--- Data in this exercise ---

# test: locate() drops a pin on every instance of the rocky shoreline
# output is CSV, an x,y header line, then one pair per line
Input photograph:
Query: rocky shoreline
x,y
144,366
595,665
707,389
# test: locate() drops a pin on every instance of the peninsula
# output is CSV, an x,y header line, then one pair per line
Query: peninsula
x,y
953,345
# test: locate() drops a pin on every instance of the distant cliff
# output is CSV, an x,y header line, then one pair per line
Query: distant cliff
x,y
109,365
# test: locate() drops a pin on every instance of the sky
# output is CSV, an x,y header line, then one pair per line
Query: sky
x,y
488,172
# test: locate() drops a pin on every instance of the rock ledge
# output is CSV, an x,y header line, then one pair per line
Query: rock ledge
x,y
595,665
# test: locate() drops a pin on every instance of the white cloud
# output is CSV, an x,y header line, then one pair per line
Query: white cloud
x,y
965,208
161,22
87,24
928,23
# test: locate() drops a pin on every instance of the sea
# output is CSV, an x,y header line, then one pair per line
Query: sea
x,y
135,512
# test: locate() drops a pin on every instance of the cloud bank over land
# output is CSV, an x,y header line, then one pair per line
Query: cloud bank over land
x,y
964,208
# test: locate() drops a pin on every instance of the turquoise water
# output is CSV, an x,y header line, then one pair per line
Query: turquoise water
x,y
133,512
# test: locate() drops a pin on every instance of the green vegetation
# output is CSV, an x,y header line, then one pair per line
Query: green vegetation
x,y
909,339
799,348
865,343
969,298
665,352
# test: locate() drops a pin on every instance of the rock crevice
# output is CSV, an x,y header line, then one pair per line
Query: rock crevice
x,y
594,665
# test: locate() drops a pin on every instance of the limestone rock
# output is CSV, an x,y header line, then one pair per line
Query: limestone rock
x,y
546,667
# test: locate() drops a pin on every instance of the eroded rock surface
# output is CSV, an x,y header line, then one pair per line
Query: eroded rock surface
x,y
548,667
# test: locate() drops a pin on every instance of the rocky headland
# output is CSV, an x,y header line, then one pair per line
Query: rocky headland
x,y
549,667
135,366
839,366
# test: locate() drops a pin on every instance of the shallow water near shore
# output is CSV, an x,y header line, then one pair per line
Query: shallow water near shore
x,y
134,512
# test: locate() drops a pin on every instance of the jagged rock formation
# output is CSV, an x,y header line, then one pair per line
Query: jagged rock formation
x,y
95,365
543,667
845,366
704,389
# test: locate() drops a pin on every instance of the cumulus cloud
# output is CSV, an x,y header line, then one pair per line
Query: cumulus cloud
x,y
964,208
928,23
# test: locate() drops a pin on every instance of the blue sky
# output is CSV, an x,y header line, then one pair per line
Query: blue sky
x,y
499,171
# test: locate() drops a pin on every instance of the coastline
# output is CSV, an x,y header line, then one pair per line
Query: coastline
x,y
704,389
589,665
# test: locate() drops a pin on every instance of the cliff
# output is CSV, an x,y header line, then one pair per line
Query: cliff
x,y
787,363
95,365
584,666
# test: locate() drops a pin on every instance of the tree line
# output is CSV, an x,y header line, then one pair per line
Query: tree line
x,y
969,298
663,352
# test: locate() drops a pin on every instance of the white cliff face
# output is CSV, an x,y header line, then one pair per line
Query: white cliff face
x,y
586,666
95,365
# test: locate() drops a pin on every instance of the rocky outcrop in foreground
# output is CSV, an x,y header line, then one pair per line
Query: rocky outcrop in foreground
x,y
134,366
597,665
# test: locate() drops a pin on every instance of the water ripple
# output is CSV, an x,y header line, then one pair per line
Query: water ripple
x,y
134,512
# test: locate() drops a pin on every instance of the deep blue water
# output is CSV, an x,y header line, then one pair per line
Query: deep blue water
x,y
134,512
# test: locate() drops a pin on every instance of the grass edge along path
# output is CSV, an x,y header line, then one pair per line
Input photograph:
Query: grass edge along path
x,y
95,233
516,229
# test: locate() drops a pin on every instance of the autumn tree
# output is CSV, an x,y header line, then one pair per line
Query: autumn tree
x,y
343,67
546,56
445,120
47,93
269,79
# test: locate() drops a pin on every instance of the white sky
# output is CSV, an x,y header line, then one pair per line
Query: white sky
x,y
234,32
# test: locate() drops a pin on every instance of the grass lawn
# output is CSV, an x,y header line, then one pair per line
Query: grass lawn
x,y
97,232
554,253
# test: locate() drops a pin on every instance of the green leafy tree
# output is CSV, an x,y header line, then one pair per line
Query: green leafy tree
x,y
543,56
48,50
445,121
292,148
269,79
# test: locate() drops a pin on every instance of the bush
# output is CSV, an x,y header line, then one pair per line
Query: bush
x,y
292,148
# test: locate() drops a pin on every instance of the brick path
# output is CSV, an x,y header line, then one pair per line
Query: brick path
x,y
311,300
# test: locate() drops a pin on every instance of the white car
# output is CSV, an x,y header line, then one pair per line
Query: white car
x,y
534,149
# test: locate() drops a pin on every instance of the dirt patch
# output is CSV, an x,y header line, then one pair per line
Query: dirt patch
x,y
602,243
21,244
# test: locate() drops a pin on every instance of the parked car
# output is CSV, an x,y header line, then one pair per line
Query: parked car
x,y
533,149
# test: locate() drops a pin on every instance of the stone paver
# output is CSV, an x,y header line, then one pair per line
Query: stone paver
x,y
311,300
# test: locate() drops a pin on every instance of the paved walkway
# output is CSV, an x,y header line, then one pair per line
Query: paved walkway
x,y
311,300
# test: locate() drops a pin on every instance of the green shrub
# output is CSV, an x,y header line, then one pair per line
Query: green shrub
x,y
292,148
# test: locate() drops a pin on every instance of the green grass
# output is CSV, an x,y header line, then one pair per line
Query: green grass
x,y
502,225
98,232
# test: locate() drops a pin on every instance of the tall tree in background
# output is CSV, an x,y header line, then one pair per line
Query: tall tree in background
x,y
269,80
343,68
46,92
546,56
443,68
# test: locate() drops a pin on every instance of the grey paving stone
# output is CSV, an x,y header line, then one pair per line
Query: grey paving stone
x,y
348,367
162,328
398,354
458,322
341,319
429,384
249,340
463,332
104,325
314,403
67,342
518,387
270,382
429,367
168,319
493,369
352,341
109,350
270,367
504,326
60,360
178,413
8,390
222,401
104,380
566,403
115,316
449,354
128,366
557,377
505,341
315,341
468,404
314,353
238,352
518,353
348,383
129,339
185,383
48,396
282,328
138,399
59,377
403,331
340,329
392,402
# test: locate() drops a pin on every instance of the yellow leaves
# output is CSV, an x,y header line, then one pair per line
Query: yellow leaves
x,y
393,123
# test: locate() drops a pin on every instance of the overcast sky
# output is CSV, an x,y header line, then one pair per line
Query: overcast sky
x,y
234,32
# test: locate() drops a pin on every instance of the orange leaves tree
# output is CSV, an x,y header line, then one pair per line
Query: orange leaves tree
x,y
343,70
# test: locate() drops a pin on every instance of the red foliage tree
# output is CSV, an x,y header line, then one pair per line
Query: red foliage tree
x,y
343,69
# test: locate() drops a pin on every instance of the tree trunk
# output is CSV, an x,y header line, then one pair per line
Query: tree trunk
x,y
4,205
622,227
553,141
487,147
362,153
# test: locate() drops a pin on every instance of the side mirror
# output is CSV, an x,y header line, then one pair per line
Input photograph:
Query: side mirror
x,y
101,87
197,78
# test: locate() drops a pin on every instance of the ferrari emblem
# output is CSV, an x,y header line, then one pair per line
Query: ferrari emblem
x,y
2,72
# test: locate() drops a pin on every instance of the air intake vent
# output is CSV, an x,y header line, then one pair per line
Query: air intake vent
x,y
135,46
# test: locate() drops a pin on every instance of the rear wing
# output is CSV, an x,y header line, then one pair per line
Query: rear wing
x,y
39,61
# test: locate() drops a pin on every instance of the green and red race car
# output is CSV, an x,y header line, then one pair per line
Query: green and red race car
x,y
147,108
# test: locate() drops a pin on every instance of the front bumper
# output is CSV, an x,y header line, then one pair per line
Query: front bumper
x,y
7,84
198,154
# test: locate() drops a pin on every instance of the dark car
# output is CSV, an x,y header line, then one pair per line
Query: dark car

---

Exercise requirements: Repeat only the lines running from the line that contains "the air intake vent" through the last line above, inclusive.

Written answer:
# test: locate() drops a pin on every instance of the air intake vent
# output is CSV, an x,y header line, then one pair per line
Query: air intake vent
x,y
135,46
# test: locate() drops a pin on every instance of the rear wing
# output is CSV, an x,y header line, then one pair per line
Query: rear wing
x,y
39,61
# test: locate() drops a pin on every instance of the green and red race car
# output is CSV, an x,y header line, then one pair per line
Query: green and red race car
x,y
147,108
# test: locate() drops a pin on every instance of the front bumper
# output is CSV, an x,y header line, then one pair per line
Query: front bumper
x,y
7,84
198,154
# test: locate() drops a pin on every instance of the dark car
# output is CSV, an x,y header line, then one pair per line
Query: dark car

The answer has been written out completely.